PROBLEM STATEMENT: Find every line in the entries below that contains the string "green", and copy each of those lines. Case counts.
[start]
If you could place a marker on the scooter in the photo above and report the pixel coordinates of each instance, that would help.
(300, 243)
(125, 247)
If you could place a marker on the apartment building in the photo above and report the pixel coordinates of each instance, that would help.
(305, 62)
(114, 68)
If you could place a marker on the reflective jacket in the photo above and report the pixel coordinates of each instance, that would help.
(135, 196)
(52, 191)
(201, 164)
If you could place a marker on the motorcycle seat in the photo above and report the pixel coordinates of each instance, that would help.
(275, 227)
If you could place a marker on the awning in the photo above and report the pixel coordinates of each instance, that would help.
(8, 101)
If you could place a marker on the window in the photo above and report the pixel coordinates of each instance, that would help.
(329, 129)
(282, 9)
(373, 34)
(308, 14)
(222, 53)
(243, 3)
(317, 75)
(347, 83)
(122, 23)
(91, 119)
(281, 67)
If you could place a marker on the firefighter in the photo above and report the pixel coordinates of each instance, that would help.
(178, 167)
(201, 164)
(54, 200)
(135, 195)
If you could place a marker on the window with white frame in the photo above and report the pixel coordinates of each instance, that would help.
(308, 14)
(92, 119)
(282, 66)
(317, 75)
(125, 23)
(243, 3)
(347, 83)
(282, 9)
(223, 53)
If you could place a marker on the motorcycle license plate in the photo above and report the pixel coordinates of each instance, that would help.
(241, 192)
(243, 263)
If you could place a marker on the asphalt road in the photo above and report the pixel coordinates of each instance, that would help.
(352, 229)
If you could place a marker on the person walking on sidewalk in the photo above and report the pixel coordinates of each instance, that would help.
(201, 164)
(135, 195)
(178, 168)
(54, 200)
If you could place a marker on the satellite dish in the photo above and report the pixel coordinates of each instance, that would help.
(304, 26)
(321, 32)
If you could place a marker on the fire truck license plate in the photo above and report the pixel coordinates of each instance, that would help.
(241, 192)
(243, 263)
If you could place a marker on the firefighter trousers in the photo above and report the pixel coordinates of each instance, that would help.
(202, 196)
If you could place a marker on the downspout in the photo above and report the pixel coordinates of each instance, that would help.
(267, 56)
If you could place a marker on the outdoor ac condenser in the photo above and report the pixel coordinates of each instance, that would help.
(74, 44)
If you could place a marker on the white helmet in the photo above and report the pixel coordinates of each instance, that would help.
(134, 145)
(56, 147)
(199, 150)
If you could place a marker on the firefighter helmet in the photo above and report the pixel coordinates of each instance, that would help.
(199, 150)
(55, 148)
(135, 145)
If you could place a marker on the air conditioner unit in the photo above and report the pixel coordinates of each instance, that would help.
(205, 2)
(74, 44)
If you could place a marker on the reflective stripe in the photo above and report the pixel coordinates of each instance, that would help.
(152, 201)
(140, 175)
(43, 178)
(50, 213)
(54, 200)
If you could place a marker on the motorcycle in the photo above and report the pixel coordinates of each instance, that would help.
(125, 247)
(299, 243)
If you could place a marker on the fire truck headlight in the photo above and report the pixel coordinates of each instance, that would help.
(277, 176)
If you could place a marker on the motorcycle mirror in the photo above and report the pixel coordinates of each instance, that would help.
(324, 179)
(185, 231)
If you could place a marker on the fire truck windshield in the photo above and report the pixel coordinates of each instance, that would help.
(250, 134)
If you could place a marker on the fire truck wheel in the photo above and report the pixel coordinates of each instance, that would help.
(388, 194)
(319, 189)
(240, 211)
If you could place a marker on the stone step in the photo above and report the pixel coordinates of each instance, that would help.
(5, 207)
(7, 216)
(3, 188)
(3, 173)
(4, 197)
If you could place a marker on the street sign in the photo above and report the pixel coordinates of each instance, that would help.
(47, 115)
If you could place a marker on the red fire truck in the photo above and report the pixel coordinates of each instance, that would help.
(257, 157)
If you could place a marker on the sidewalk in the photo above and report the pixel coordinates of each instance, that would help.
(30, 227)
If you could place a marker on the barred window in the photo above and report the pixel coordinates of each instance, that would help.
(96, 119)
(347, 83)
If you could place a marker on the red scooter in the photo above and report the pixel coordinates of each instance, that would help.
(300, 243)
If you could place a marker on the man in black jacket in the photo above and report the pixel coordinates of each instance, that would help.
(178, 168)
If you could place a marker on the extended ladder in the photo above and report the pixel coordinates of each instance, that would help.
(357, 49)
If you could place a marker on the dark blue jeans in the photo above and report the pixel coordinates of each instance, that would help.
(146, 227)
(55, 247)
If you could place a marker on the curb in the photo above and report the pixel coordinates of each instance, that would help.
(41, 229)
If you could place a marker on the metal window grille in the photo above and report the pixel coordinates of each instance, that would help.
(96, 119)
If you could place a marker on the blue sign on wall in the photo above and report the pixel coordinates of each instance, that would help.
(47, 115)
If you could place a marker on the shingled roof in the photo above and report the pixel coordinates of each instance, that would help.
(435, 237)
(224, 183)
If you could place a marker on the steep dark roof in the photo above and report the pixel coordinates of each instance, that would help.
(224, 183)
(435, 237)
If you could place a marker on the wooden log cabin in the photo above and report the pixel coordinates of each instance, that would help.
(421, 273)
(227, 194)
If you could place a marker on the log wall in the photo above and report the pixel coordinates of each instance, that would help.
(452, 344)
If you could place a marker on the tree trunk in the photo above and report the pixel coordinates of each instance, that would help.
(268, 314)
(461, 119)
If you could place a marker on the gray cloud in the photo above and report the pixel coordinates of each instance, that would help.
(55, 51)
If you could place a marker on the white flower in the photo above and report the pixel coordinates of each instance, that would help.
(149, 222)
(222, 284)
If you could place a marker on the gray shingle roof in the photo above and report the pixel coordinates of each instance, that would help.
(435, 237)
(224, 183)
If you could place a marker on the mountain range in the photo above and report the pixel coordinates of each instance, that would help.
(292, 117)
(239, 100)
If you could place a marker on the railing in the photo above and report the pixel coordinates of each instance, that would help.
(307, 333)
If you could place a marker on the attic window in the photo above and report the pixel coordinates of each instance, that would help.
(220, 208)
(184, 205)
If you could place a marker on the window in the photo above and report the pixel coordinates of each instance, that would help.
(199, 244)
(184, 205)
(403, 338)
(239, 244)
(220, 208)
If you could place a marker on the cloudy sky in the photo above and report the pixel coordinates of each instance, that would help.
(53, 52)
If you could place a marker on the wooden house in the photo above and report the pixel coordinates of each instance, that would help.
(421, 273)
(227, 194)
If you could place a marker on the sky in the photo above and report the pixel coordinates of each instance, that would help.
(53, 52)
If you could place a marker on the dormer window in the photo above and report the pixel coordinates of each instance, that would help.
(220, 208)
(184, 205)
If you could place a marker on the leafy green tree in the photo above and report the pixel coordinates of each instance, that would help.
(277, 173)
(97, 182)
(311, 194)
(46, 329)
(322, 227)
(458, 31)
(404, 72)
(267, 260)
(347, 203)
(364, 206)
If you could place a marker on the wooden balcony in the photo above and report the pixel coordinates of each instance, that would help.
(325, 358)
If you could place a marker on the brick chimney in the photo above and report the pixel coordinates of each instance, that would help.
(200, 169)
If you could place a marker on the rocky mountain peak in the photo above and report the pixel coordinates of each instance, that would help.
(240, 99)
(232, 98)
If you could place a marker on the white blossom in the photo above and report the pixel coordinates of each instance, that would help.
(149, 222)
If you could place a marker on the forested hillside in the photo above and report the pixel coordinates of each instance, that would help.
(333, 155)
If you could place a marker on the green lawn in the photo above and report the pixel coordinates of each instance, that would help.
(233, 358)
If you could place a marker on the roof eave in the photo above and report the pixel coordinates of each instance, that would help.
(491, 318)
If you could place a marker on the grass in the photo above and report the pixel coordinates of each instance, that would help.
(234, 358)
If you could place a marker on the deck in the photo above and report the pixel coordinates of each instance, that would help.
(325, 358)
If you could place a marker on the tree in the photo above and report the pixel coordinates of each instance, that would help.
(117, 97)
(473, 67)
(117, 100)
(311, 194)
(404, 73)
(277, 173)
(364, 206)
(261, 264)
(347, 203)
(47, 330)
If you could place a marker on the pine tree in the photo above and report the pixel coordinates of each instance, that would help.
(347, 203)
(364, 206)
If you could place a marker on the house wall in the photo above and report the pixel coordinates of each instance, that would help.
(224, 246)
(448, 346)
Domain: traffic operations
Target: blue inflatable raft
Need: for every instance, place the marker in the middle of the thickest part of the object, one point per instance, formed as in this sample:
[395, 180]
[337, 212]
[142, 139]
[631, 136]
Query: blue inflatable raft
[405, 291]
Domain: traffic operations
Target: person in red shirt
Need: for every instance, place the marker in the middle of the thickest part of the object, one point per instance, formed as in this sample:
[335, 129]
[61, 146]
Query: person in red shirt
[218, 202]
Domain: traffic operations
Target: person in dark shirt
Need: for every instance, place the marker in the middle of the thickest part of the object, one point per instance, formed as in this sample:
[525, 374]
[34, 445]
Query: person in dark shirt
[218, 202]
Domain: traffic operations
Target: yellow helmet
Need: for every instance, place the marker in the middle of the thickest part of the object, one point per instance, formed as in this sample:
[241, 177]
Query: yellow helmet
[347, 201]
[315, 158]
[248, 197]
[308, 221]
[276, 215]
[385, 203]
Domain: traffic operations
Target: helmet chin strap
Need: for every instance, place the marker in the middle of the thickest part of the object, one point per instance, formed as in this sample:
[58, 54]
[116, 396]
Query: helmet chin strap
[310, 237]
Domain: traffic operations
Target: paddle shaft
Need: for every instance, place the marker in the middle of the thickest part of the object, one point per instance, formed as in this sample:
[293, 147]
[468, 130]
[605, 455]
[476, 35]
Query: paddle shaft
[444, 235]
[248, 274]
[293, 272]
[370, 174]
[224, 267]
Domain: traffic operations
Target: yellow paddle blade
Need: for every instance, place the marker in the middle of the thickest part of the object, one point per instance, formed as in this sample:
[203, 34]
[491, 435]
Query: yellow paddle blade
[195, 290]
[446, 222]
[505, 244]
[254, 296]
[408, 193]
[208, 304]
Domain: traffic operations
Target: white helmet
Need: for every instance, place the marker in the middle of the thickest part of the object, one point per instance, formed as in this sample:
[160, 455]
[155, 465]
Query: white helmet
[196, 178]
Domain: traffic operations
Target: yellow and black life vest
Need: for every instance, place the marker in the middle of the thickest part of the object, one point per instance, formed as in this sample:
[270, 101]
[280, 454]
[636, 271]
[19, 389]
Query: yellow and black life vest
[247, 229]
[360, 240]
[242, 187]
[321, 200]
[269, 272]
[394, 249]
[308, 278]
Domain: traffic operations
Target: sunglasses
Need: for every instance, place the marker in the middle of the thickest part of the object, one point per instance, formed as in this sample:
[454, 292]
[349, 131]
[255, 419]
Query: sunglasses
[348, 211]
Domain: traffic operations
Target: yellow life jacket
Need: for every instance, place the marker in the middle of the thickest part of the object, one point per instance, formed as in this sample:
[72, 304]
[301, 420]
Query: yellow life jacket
[end]
EXPECTED ANSWER:
If you could place a marker on the leafy green tree in the photo above and report the pixel coordinates of each instance, that would help.
If you could place a marker on the green lawn in the photo above and report the pixel coordinates of each instance, that would help.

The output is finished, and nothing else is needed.